DATA SHOWN:

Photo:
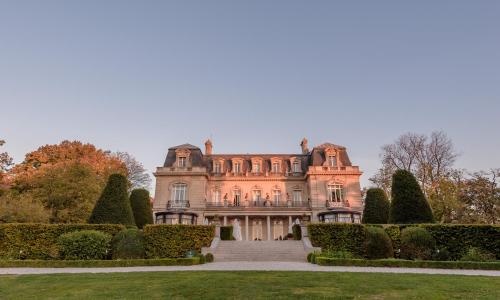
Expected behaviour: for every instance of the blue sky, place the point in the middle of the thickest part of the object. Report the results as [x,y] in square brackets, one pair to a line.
[256,76]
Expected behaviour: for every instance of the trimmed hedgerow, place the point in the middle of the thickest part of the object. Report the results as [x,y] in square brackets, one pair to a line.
[456,239]
[378,244]
[128,244]
[39,241]
[84,245]
[171,241]
[338,237]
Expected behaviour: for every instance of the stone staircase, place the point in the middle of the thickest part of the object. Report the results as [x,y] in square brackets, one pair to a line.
[260,251]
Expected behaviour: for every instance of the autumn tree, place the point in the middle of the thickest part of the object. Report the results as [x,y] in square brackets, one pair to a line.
[136,173]
[113,206]
[408,203]
[141,207]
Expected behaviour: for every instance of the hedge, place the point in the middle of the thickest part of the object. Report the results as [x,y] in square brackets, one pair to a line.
[39,241]
[457,239]
[338,237]
[401,263]
[7,263]
[172,241]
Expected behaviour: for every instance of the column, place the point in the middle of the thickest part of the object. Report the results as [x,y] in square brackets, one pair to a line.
[268,228]
[246,228]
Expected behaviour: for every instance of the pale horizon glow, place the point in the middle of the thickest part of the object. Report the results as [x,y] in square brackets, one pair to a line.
[256,77]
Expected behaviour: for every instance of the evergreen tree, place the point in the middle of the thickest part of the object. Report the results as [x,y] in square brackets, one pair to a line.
[408,203]
[376,207]
[141,207]
[113,207]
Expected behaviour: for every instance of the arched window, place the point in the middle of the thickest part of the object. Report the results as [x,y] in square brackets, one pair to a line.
[335,193]
[179,192]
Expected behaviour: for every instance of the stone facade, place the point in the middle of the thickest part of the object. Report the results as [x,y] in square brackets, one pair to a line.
[264,193]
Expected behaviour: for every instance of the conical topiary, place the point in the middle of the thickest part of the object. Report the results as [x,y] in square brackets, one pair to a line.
[113,206]
[141,207]
[408,203]
[376,207]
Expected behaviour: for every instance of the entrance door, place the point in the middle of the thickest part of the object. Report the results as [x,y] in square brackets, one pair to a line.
[257,230]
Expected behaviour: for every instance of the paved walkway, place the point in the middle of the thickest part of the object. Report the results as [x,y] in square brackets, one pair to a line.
[247,266]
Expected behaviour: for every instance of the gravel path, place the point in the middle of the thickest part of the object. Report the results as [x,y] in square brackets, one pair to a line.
[247,266]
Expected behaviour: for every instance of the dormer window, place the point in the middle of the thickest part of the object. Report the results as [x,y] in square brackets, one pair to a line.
[276,167]
[332,160]
[181,162]
[237,168]
[217,168]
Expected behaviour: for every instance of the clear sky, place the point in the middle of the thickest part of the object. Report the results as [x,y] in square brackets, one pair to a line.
[256,76]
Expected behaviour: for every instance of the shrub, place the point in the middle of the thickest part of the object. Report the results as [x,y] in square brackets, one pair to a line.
[113,207]
[87,244]
[297,232]
[408,204]
[417,243]
[209,257]
[477,254]
[376,209]
[226,233]
[39,241]
[141,207]
[377,244]
[338,236]
[128,244]
[171,241]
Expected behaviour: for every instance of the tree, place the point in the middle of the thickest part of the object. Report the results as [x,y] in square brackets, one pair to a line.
[5,163]
[430,159]
[408,203]
[141,207]
[480,197]
[113,207]
[136,173]
[376,209]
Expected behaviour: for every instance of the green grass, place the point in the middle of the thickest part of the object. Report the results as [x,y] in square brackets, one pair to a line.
[5,263]
[248,285]
[401,263]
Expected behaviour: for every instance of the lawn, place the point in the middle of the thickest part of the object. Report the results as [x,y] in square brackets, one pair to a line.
[248,285]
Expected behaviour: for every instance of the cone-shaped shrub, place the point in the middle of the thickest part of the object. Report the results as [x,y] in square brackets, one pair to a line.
[376,207]
[141,207]
[408,203]
[113,207]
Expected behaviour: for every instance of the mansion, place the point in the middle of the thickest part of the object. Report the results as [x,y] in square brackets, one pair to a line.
[265,193]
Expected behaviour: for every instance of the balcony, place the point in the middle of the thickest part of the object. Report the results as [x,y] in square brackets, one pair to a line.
[258,204]
[177,204]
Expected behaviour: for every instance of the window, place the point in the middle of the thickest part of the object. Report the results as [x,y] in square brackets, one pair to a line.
[181,162]
[332,160]
[179,192]
[276,197]
[297,197]
[217,196]
[257,194]
[335,193]
[237,168]
[237,197]
[217,168]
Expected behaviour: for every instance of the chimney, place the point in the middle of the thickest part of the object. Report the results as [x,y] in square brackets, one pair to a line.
[208,147]
[303,144]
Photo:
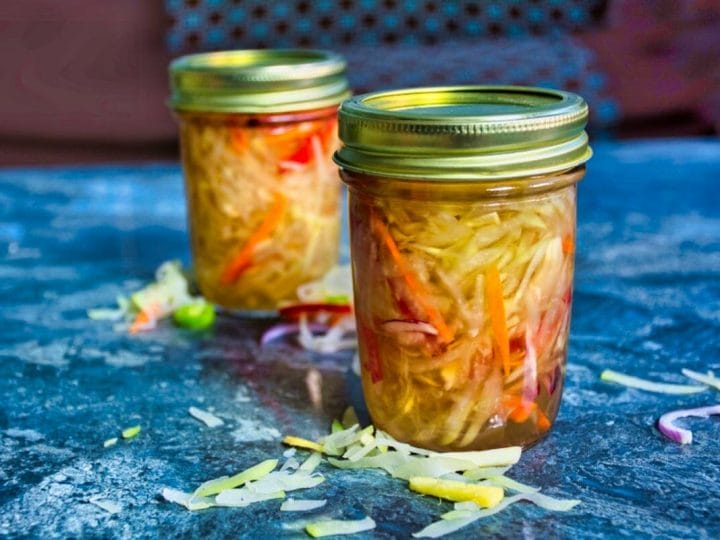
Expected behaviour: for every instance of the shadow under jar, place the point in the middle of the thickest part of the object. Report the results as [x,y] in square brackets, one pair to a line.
[257,133]
[462,224]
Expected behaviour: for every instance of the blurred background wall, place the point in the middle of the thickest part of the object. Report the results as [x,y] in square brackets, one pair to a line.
[86,80]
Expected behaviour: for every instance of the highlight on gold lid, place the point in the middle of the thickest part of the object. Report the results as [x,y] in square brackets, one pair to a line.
[463,133]
[258,81]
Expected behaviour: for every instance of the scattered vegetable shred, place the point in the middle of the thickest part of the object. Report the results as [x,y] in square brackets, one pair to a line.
[167,295]
[209,419]
[667,426]
[649,386]
[335,527]
[480,489]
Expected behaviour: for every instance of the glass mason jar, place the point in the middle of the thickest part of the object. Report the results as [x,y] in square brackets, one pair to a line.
[257,134]
[462,227]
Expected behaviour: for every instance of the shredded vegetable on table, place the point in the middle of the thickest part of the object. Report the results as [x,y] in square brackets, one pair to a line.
[168,295]
[650,386]
[667,426]
[349,446]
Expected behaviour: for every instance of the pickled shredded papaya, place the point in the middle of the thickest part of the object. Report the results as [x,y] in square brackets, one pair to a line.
[243,259]
[464,313]
[497,315]
[433,314]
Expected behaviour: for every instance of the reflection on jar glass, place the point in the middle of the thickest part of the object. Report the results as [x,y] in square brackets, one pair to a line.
[463,259]
[257,132]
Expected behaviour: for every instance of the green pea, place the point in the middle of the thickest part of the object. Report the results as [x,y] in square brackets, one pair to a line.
[196,316]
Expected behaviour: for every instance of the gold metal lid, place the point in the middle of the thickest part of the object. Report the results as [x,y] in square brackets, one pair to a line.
[464,133]
[258,81]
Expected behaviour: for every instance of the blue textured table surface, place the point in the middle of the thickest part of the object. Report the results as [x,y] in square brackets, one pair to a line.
[647,302]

TRY IT: All lines from the one that contains "Expected behaviour: for every instance of the shredded" through the end of the material are to be quoted exactly, with both ends included.

THE ANSWER:
Expected behaviour: for every instance of the shredded vegetable on table, place the point in the middle of the thickest part of the object. Report the results as [x,y] in square brackets, one pair to a line.
[168,295]
[650,386]
[667,426]
[349,446]
Expected behaviour: for every instance of the pickled shredded papaya, place the point in the middle of the thickest part of the object. Report the results as [x,y] in square brackets, one pair to a line.
[243,259]
[464,313]
[497,315]
[433,314]
Expected behaviour: for every instance of the reflection on jar glass, place the point in the middle of the thickest part of the object. Report the results as [x,y] in square brackets, one pair to a line.
[463,259]
[257,132]
Expected behaviour: for every instance of the green pea, place the point in the middle of the thickest part of the object. Report the results as [x,y] in square brackets, one pair to a line.
[196,316]
Expected behaviour: for every instance of the gold metal lid, place the point in the middle of the thickest part of the object. Report the results as [x,y] in square brackets, one pair to a line.
[464,133]
[258,81]
Expected behaviour: for every instance of the blue textured table surface, place the point in the middle of the thickest part of the object. Report the results as [x,y] in square brackets, one pair to a line.
[647,302]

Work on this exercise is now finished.